• [Текст документа]
• • •
Воспоминания — страница 35 из 42

Борис Леонидович читал в двух шагах от меня на память. Цветаева когда-то написала, что не знает своих стихов наизусть, и объяснила, почему это происходит «Я слишком редко читала». Это замечание — правильное. Свои стихи надо учить, как чужие, и даже труднее запоминать, чем чужие, из-за вариантов, отвергнутых, выброшенных строк, строф и слов. Этой опасности нет при пользовании чужим текстом.

Я понял, что Пастернак тысячу раз уже повторил свои новые стихи — для себя ли, для близких, для знакомых читал ли — этого я не знал. Но любое стихотворение звучало без запинки. Все это были те самые стихи, которые после стали известны как «Стихотворения из романа в прозе».

Первым читалось «Половодье», «Мне далекое время мерещится», «Колыбельная» и «Август», конец которого затвердил я про себя тут же, «О плате и хмеле», «Русская сказка».

— «Сказка» — ваша тема, — сказал Борис Леонидович.


Пирушки наши — завещанья,

Чтоб теплая[66] струя страданья

Согрела холод бытия.


В. Т. — Я когда-нибудь напишу рассказ, как я за вашим первым письмом ездил в пятидесятиградусный мороз, пересаживаясь с оленей на собак и с нарт — на автомобиль. Пять суток я ездил за этим письмом.

Б. П. — …В ответе вашем на мое большое письмо мне больше всего понравилось суждение о рифме. Рифма — как поисковый инструмент поэта — это очень верно, очень хорошо. Теперь очень любят ссылаться на авторитеты. Так вот — это пушкинское определение рифмы.

…— Понимание искусства надо выстрадать. Самой важной перепиской такого рода для меня была переписка с Цветаевой — она все это очень тонко, очень больно понимала и чувствовала. Вот мне приходится читать статьи искусствоведа нашего Алпатова — учено, книжно, а не выстрадано, не выболено и потому — холодно, мертво. Огромный личный опыт, такой, как у вас, поможет вам найти правильный путь.
• • •
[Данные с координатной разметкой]

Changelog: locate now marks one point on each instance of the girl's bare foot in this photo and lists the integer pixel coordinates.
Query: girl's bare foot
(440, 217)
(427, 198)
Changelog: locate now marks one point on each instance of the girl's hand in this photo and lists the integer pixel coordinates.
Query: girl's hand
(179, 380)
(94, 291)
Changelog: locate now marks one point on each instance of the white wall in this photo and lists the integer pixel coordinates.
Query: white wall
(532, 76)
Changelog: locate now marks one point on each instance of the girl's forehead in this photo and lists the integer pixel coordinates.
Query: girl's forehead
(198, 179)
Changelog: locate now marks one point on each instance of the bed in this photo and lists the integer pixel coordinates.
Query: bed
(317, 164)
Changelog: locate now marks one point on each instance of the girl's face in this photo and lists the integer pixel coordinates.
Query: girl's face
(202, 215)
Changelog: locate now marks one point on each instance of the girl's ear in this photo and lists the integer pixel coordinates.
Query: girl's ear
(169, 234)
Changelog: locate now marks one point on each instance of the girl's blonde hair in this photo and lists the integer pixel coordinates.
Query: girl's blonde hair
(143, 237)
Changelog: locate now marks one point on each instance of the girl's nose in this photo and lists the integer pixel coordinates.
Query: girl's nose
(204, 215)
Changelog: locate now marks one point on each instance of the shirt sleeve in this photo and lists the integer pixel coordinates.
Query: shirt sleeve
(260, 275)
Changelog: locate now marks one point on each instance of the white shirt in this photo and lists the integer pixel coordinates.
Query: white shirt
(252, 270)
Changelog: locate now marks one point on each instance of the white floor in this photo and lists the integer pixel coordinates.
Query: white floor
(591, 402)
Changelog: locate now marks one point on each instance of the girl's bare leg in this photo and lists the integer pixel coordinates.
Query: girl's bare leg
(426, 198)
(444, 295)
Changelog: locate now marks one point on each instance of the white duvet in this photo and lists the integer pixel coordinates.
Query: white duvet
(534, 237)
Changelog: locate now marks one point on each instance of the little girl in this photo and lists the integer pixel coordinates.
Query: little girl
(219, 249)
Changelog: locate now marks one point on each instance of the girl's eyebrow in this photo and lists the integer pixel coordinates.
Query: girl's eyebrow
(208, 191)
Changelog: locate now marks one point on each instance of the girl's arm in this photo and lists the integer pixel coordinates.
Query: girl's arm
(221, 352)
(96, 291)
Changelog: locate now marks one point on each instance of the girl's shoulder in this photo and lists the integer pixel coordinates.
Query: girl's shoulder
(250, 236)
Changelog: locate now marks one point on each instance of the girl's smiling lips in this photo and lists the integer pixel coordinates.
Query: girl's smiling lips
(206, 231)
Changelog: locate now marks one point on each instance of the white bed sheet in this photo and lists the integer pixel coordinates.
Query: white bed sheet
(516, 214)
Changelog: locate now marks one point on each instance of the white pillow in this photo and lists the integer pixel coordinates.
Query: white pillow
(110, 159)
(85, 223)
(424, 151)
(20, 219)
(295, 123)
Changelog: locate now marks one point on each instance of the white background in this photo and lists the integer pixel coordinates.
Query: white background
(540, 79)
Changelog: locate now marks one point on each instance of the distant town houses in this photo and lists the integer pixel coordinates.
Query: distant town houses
• • •
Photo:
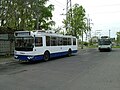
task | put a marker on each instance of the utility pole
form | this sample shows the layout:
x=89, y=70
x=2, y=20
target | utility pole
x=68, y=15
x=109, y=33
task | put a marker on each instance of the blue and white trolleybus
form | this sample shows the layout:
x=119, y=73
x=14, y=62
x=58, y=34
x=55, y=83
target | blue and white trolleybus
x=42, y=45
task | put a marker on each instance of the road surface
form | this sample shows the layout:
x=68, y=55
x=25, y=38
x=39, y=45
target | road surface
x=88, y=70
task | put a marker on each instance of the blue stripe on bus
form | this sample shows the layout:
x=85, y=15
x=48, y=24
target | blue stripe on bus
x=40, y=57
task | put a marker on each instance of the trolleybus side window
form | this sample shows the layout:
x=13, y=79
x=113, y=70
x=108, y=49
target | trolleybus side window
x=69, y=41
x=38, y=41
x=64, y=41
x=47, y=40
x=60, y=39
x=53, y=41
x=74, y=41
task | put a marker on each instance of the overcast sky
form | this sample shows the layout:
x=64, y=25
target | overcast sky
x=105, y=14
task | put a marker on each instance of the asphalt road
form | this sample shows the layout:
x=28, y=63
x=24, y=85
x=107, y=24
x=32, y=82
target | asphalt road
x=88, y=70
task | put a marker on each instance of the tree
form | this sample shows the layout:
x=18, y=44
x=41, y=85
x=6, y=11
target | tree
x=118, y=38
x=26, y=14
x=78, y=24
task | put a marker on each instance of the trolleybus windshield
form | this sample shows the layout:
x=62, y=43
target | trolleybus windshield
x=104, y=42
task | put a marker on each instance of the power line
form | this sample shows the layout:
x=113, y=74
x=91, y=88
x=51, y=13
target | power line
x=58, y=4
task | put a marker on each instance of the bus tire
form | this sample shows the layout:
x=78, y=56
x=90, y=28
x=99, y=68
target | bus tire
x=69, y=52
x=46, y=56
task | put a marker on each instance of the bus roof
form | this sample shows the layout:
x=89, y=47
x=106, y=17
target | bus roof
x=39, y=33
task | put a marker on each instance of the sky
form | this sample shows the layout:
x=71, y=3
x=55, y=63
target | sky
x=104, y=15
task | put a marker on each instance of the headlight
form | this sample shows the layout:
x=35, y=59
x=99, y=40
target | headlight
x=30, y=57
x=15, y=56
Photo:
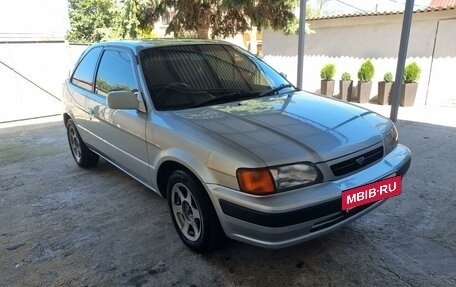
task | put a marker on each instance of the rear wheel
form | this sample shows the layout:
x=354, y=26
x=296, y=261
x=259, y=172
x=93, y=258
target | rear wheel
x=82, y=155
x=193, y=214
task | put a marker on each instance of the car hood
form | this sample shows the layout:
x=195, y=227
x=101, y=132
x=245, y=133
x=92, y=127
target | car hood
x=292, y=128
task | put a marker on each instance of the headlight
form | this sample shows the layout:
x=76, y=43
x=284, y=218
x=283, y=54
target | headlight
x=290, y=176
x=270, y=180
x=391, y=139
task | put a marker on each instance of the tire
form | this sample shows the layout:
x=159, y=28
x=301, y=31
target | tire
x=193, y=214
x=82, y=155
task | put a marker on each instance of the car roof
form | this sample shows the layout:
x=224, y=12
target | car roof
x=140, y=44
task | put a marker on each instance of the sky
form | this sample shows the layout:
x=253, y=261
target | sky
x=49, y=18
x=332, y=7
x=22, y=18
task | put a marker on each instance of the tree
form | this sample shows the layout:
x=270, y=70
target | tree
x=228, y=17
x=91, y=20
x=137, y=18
• • •
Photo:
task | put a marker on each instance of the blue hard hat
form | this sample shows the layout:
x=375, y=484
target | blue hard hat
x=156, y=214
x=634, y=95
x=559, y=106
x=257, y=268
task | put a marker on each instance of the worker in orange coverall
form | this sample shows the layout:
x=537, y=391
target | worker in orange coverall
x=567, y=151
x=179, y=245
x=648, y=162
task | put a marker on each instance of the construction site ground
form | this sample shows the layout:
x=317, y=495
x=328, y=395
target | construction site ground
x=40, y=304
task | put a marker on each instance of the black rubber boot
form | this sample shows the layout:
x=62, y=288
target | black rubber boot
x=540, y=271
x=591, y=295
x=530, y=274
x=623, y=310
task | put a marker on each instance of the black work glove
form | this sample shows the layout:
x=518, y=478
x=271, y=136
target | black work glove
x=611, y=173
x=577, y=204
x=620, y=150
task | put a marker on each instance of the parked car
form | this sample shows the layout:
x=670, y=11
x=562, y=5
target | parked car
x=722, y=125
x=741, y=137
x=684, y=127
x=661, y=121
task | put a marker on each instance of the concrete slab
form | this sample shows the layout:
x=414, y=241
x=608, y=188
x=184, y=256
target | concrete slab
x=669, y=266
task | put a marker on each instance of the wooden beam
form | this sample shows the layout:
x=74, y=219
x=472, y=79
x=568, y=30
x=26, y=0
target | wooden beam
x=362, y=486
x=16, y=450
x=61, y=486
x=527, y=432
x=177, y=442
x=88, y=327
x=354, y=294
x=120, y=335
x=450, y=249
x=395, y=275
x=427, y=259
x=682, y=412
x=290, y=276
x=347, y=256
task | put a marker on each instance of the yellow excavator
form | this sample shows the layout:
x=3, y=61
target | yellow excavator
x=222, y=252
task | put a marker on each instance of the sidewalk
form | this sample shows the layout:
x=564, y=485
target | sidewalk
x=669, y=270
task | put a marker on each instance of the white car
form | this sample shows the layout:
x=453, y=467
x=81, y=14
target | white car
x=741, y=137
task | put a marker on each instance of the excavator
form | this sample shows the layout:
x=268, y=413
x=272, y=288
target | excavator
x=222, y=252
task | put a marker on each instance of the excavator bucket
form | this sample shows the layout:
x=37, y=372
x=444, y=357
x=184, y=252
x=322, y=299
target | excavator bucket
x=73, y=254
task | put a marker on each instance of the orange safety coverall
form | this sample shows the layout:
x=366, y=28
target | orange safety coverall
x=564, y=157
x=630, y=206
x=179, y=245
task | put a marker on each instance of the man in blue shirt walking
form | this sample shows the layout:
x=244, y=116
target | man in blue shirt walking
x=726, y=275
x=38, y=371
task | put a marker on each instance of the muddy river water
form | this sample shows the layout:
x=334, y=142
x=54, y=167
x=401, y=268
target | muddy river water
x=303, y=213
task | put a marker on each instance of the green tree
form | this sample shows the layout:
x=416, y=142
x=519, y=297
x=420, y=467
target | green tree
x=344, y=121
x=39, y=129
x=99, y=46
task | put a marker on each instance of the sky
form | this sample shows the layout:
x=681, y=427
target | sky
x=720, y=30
• • •
Обновите отрывок из воспоминаний о Пастернаке: перепишите всё от «В. Т. — Я когда-нибудь» вниз до «за этим письмом.», заменив «оленей» на «лошадей».

В. Т. — Я когда-нибудь напишу рассказ, как я за вашим первым письмом ездил в пятидесятиградусный мороз, пересаживаясь с лошадей на собак и с нарт — на автомобиль. Пять суток я ездил за этим письмом.